TASK REQUIREMENTS: Can you print, word for word, the records below, starting with the line that contains "Batch annotation spec — target class: grey" and going on through the line that contains "82,66,171,99", both included?

[Excerpt from a dataset]

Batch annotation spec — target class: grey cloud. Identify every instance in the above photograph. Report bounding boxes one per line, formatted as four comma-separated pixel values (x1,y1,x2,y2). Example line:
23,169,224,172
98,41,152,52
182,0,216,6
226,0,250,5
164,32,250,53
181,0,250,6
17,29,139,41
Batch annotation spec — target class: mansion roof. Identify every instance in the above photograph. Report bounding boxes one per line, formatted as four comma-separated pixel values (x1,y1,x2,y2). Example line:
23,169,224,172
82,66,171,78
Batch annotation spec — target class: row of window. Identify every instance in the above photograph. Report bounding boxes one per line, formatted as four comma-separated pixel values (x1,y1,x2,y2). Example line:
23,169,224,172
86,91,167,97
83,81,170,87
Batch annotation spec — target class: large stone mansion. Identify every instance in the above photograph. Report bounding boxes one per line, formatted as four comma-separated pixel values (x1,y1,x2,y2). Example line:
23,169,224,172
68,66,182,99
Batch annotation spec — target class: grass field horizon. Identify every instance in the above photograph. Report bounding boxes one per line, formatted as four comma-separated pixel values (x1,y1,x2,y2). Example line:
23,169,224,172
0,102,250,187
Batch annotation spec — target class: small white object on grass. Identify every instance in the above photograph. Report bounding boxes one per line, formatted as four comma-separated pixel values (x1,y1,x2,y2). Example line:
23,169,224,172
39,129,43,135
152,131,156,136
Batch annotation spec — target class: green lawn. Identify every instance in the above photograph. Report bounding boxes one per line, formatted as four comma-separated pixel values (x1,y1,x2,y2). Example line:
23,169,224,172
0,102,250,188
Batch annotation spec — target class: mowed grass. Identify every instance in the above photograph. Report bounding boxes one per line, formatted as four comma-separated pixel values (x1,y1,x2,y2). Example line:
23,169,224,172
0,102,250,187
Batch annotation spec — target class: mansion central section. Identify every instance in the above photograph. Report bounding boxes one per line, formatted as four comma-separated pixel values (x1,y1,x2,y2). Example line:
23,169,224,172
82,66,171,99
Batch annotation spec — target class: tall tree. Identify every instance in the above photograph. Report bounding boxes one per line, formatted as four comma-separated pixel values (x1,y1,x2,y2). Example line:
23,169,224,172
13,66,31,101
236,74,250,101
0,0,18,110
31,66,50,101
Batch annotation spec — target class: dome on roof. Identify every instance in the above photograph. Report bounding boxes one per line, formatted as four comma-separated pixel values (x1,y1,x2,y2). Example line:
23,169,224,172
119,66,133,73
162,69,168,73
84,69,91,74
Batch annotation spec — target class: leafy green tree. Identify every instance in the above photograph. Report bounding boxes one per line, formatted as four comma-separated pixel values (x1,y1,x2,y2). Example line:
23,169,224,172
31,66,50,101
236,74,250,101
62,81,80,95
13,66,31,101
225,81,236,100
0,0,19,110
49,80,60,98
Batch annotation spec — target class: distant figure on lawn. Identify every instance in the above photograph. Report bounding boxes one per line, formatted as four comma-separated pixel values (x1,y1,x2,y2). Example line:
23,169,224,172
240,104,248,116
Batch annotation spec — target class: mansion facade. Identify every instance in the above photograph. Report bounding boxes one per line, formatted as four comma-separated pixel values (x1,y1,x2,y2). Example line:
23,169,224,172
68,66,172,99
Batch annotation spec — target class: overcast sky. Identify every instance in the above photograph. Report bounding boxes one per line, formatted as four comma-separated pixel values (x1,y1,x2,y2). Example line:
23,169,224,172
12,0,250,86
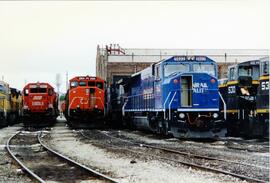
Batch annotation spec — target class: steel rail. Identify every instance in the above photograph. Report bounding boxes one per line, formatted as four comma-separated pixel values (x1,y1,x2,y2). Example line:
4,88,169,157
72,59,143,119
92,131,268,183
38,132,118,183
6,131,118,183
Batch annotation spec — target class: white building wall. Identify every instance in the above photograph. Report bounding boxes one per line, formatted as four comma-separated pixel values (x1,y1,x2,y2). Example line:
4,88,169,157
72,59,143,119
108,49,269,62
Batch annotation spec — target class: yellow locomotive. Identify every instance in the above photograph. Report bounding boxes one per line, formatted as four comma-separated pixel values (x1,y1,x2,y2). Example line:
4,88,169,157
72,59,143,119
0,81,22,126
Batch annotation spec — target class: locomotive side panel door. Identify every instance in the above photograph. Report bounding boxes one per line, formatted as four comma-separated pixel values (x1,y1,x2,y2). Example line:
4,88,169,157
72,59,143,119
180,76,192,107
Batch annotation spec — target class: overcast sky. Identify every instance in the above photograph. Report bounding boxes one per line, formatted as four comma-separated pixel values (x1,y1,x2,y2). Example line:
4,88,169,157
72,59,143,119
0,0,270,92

---

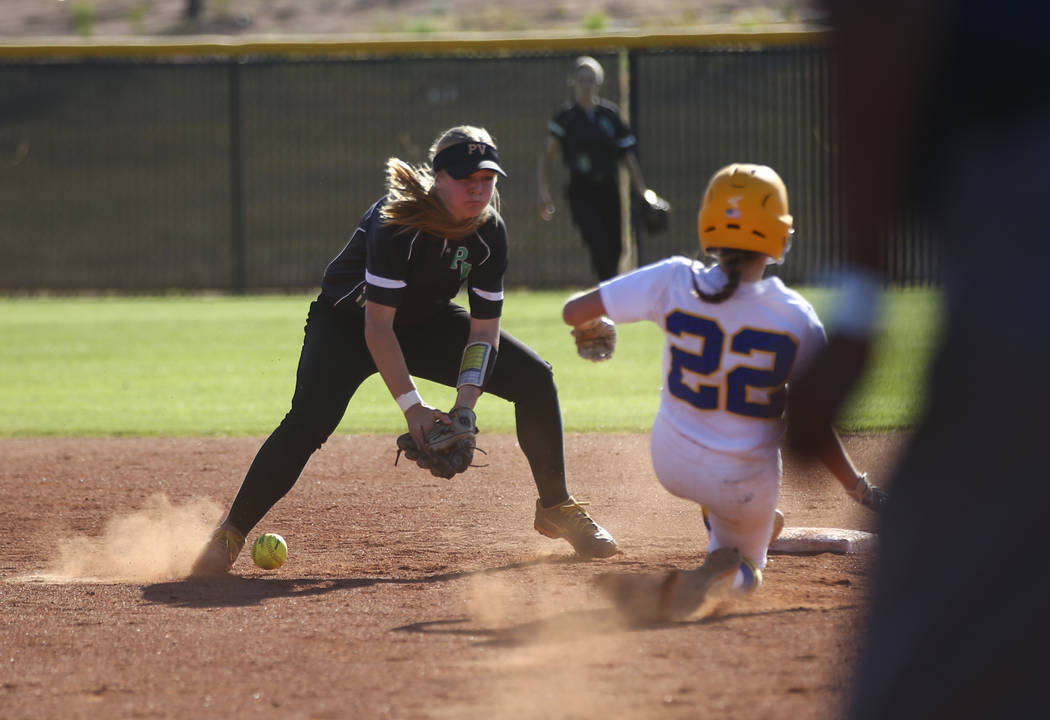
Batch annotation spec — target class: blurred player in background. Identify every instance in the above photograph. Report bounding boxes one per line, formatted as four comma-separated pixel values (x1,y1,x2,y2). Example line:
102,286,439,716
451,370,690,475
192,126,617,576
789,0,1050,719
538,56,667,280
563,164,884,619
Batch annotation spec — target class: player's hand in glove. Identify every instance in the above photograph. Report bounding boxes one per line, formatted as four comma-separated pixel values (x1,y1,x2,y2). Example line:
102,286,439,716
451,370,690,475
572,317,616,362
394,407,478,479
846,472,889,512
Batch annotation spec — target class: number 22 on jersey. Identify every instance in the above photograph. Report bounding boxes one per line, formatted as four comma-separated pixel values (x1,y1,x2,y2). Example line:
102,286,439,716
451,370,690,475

WRITTEN SOLUTION:
Batch annotation spec — target class: grey cloud. Identify every instance in the above photograph. Report bounding boxes one per line, formatted as four comma-separated pixel values (x1,y1,x2,y2). Example line:
23,169,224,172
98,41,152,52
182,0,216,6
226,0,250,5
164,32,250,53
181,0,250,6
17,29,139,41
Batch annotation spec — target class: mansion roof. Identify every instance in the above photograph. Report bounding boxes one per line, formatted as four comma-separated pixel values (x1,y1,x2,y2). Example line:
23,169,224,172
82,66,171,78
Batch annotation spec — target class: row of window. Identify every instance in the above photograph. Report bounding boxes one per line, formatted as four comma-separated pixel values (x1,y1,x2,y2). Example line:
23,169,224,172
86,91,167,97
83,81,170,87
Batch annotation spec — target class: large stone mansion. Identify every instance in the above photograph. Report bounding boxes one per line, formatted as four comma-separated pixel values (x1,y1,x2,y2). Example line:
23,169,224,172
68,66,182,99
Batch annotation spec — target class: grass field horizon. Identify every instance in the above photograph. Report bounding boxes one per line, formatted as four comma-separated pixel values (x1,y1,x2,y2). Example line:
23,169,224,172
0,102,250,187
Batch annotation spec — target class: small white object on grass. Identify every instance in the above photograph. Report bounding boxes one per line, formatted as four comma-separated pixel values (x1,y1,x2,y2). Example line:
23,169,224,172
39,129,43,135
152,131,156,136
Batch annotation spec — target class: green lawn. Identify every instance in the above photograph. Report bounding boxes one per line, formatted as four comma-separated pixel values (x1,y1,x2,y2). Example line:
23,169,224,172
0,102,250,188
Batch annotation spec — target class: mowed grass. Identify every instance in the above photograph. Report bounding boxes one per line, formatted as four comma-separated pixel values (x1,y1,x2,y2). Example line:
23,169,224,172
0,102,250,187
Batch annotation spec — target class: mansion central section. Identify every instance in the above photograph. Report bounding boxes one per line, formatted as four comma-separated pixel values (x1,y1,x2,y2). Example line:
23,169,224,172
82,66,171,99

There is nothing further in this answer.